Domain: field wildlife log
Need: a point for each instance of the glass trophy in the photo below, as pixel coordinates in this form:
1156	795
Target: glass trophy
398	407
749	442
--*--
WORK TO BE COMPLETED
State how many lines of the records contain the word "trophy".

RESPONSE TO THIS TASK
2